Problem description.
Transcribe the records below exactly as they appear.

┄┄┄┄┄┄┄┄┄┄

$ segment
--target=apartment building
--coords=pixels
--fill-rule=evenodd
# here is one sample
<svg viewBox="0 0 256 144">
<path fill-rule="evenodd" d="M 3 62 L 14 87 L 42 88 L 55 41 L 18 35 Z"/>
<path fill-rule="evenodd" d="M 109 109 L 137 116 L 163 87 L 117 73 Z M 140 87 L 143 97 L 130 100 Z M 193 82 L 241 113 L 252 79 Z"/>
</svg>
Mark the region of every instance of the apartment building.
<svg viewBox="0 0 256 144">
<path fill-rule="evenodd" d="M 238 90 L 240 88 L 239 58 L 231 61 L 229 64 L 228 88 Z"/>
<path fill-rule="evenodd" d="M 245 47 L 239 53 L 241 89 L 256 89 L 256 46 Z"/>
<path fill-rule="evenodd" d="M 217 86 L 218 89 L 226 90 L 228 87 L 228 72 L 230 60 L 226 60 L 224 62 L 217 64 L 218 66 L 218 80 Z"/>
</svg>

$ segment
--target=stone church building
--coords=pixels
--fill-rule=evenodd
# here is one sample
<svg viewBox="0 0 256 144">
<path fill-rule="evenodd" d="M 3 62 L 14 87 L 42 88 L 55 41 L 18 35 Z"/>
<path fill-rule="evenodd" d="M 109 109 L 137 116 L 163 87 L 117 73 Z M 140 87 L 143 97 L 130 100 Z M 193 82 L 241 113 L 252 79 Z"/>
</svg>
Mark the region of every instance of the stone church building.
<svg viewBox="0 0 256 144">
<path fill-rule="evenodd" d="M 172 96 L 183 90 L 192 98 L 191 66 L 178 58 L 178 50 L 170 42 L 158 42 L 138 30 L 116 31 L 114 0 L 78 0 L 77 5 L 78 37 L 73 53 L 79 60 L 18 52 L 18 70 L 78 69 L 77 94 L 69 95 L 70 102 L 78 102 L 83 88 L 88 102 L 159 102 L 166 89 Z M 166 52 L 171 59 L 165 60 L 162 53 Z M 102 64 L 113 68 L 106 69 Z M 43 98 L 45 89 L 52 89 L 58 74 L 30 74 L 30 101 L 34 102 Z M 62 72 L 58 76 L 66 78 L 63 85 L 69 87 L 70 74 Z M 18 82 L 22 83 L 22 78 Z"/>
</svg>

┄┄┄┄┄┄┄┄┄┄

Task output.
$ segment
--target=apartment building
--coords=pixels
--fill-rule=evenodd
# here is one sample
<svg viewBox="0 0 256 144">
<path fill-rule="evenodd" d="M 3 62 L 14 87 L 42 88 L 55 41 L 18 35 Z"/>
<path fill-rule="evenodd" d="M 109 109 L 137 116 L 163 87 L 117 73 Z M 140 87 L 143 97 L 130 100 Z M 193 82 L 241 113 L 252 79 Z"/>
</svg>
Mark the region of every instance of the apartment building.
<svg viewBox="0 0 256 144">
<path fill-rule="evenodd" d="M 238 90 L 240 88 L 239 58 L 231 61 L 229 64 L 228 88 Z"/>
<path fill-rule="evenodd" d="M 245 47 L 239 53 L 241 89 L 256 89 L 256 46 Z"/>
<path fill-rule="evenodd" d="M 217 86 L 218 89 L 226 90 L 228 87 L 228 72 L 230 60 L 226 60 L 224 62 L 217 64 L 218 66 L 218 80 Z"/>
</svg>

$ segment
--target=stone church building
--coords=pixels
--fill-rule=evenodd
# here is one sample
<svg viewBox="0 0 256 144">
<path fill-rule="evenodd" d="M 3 62 L 14 87 L 42 88 L 55 41 L 18 35 Z"/>
<path fill-rule="evenodd" d="M 109 109 L 137 116 L 163 87 L 117 73 Z M 140 87 L 143 97 L 130 100 Z M 193 82 L 241 113 L 252 79 Z"/>
</svg>
Mark the region of every instance of the stone church building.
<svg viewBox="0 0 256 144">
<path fill-rule="evenodd" d="M 172 96 L 183 90 L 192 98 L 191 66 L 178 58 L 178 50 L 170 42 L 158 42 L 138 30 L 116 31 L 114 0 L 78 0 L 77 5 L 78 37 L 73 53 L 79 60 L 18 52 L 18 70 L 78 69 L 77 94 L 69 95 L 70 102 L 78 102 L 83 88 L 88 102 L 159 102 L 166 89 Z M 166 52 L 171 59 L 165 60 L 162 53 Z M 102 64 L 113 68 L 106 69 Z M 43 98 L 45 89 L 52 89 L 58 74 L 30 74 L 30 101 L 34 102 Z M 62 72 L 58 76 L 66 78 L 63 85 L 69 87 L 70 74 Z M 18 82 L 22 83 L 22 78 Z"/>
</svg>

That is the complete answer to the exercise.